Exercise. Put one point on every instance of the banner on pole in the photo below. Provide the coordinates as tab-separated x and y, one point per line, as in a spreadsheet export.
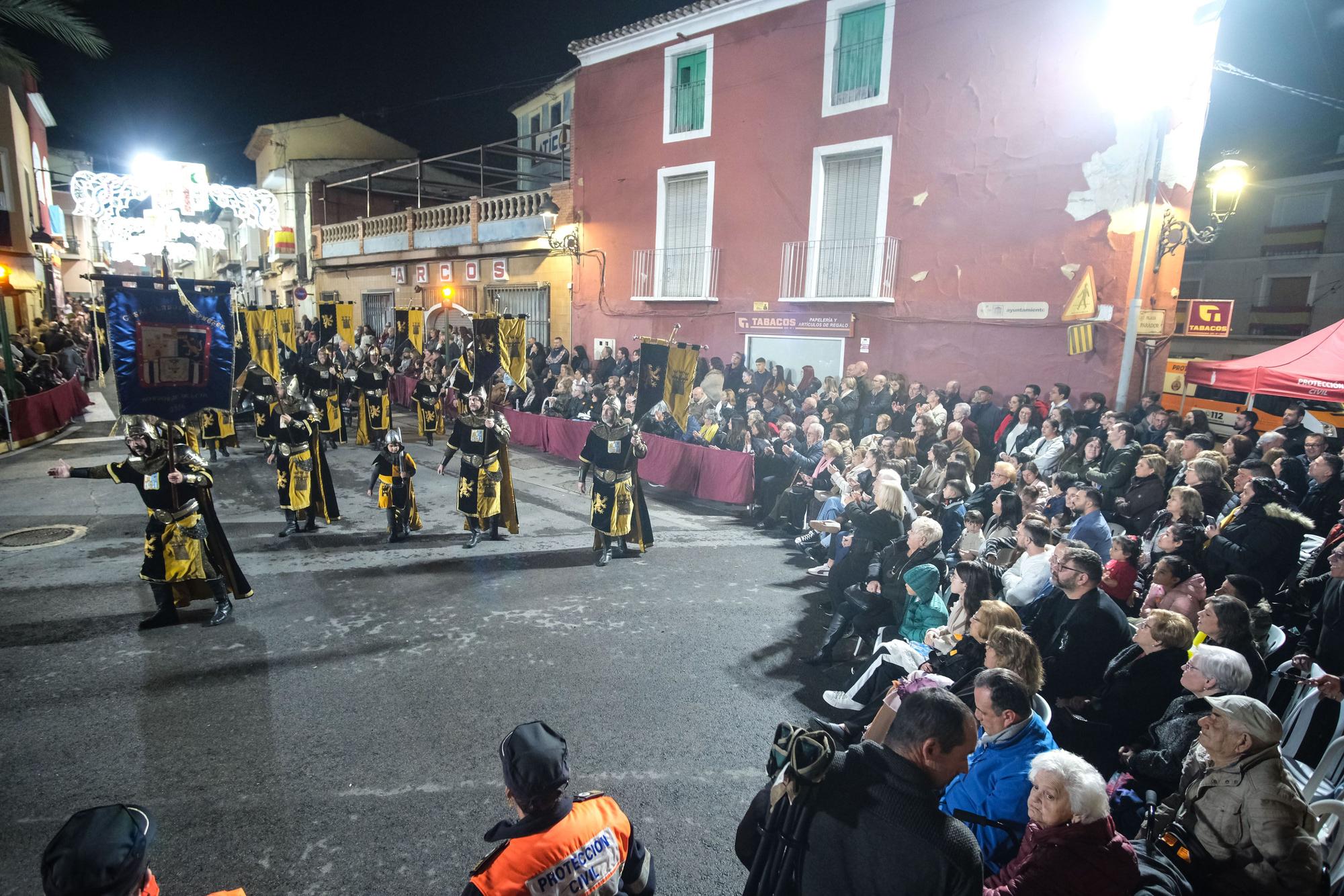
173	349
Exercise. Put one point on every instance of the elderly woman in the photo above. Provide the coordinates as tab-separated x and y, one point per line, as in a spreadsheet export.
1226	623
1072	844
1136	688
1157	760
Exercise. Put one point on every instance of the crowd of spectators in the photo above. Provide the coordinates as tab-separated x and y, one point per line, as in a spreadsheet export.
1096	590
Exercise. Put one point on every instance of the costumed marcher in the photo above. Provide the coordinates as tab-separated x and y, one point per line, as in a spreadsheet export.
619	511
393	472
323	386
186	554
486	483
428	410
218	433
303	482
261	386
376	408
581	844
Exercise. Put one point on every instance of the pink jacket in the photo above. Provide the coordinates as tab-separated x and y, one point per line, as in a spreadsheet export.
1186	598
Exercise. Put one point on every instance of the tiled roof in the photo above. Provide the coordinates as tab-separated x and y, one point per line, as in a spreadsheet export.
644	25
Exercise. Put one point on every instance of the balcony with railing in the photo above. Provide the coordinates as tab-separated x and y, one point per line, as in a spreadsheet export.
675	275
839	271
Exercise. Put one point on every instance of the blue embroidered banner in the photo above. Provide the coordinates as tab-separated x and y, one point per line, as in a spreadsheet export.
173	346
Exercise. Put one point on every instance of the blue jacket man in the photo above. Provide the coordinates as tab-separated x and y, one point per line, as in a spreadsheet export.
995	785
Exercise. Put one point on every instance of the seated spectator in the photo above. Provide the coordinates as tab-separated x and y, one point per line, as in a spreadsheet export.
1072	844
854	825
1135	692
1079	628
1323	640
1025	578
1240	813
1091	527
1175	586
1226	623
1263	539
997	782
1144	496
1155	761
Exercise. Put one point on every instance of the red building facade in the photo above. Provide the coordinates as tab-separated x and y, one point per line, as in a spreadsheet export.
929	167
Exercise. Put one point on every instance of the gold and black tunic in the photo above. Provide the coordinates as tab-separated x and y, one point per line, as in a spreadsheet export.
185	545
619	508
486	483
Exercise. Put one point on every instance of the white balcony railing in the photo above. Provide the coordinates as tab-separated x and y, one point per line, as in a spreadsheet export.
675	273
839	271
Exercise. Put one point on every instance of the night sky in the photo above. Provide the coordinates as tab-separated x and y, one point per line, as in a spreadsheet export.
192	81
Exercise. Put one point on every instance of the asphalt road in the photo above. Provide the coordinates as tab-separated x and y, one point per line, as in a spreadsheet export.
341	735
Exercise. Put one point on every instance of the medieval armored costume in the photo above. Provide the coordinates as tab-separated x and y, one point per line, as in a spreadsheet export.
376	408
217	432
303	482
186	554
428	410
619	512
392	476
486	484
322	386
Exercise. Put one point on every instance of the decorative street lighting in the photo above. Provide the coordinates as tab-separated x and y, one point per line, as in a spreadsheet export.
566	244
1226	182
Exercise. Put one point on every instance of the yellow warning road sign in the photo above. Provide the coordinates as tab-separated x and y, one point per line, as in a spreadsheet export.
1080	339
1084	302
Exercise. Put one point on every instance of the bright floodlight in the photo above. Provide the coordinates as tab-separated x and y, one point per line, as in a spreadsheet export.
1143	58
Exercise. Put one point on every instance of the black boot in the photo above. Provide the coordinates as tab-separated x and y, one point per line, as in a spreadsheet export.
835	632
291	526
224	607
166	615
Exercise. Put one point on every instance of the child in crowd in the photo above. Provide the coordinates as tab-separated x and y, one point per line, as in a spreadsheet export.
972	537
1119	578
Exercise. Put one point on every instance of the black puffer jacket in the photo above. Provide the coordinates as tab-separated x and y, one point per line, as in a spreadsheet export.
1264	542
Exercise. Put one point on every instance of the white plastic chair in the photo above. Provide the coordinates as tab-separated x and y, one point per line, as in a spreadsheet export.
1042	709
1330	813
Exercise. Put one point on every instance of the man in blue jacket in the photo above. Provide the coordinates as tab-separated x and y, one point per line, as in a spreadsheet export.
995	785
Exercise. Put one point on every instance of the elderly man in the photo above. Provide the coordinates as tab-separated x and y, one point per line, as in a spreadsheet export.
1238	812
876	828
997	782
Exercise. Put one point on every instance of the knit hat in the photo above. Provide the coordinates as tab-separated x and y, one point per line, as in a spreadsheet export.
924	580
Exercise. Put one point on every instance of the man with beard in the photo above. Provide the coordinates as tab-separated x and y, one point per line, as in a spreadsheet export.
186	554
303	480
619	512
376	408
393	472
486	484
323	384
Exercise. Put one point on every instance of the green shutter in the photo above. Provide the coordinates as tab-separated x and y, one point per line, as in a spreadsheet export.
858	54
689	93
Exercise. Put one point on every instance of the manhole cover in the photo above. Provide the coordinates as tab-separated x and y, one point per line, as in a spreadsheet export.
41	537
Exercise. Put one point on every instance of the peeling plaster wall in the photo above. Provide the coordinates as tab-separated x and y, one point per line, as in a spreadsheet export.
1006	175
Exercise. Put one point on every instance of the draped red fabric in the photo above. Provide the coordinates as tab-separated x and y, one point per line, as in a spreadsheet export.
48	412
708	474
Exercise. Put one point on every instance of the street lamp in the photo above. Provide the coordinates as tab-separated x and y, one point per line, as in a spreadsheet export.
569	242
1226	182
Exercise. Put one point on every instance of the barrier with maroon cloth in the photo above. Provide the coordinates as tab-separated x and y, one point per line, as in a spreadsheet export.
401	389
706	474
48	412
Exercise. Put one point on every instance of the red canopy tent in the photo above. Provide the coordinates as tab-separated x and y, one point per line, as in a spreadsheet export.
1308	369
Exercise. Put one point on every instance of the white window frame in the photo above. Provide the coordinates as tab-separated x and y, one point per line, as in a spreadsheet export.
837	9
1280	198
659	237
670	57
819	156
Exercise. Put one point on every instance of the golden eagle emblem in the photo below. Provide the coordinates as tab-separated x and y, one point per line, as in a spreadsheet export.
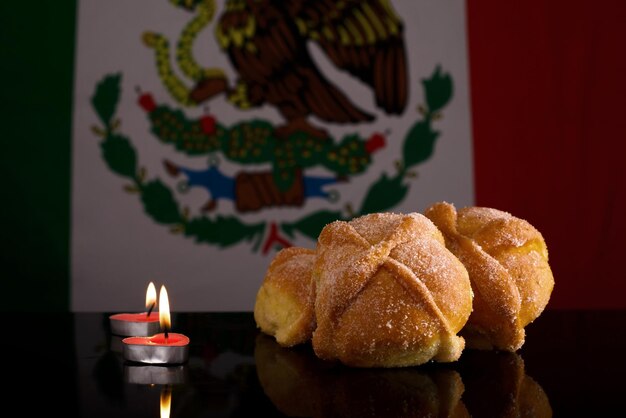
267	44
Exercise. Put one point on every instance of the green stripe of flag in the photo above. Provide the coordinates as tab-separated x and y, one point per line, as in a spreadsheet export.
37	49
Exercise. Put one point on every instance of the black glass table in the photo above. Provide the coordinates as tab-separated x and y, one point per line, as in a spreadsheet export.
69	364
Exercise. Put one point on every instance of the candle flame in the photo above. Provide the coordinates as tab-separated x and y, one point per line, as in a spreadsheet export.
166	402
164	310
150	296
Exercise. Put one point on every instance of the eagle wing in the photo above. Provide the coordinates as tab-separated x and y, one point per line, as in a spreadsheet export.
365	38
270	55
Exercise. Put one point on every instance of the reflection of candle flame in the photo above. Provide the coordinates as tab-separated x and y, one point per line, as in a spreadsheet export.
166	402
150	297
164	311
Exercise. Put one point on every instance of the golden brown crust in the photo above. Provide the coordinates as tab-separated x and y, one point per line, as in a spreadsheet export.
507	261
284	306
388	293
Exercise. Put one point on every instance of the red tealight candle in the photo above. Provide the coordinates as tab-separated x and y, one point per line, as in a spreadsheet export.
138	324
163	348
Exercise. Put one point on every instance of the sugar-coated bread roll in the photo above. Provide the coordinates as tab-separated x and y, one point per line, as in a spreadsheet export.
284	306
388	293
507	261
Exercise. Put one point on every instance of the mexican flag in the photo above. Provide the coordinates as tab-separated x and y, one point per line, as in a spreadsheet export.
186	142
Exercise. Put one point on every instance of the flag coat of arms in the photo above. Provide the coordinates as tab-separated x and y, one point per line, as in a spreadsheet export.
208	135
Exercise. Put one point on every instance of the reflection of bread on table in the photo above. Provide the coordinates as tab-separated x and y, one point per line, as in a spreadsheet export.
300	384
284	306
496	385
507	262
388	293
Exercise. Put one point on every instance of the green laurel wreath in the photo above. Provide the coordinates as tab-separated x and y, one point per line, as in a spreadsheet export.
223	231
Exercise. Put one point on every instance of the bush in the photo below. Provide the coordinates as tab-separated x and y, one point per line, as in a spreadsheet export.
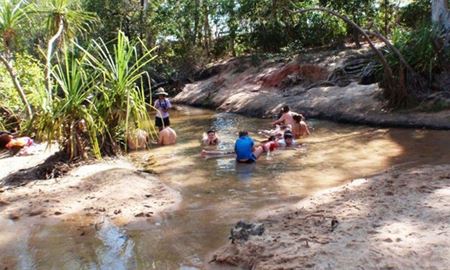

========

▶ [What is being asked] Rewrite the records from the line with "Exercise. Put one point on every instance of the mexican" through the end, substituting "emblem" for "coat of arms" and changing nothing else. Leave the pictures out.

▶ [Completed task]
Exercise. Put one point on every instance of the mexican flag in the photo above. Provide the coordinates as tab-separated x and y, one point per line, as in a spreadsheet export.
186	142
Exercise. Put one point on every instance of the flag emblem in the photo above. Provide the coordinates as tab-separated x and y, one point per line, as in a spreadsheet export.
208	135
Exercise. Put one point on every instance of the reflection of bread on table in the photo above. Provide the coordinates as tab-separated x and y, one point per line, as in a spreadsheet export.
300	384
284	306
496	385
507	262
388	293
Exercise. Put one point on every instance of the green laurel wreath in the photo above. Provide the coordinates as tab-separated x and y, one point per line, as in a spreadsheet export.
223	231
Exercise. Put one point on every instance of the bush in the photo below. Provide the coordinates as tab-separated x and y, one point per line, as in a spreadsheet export.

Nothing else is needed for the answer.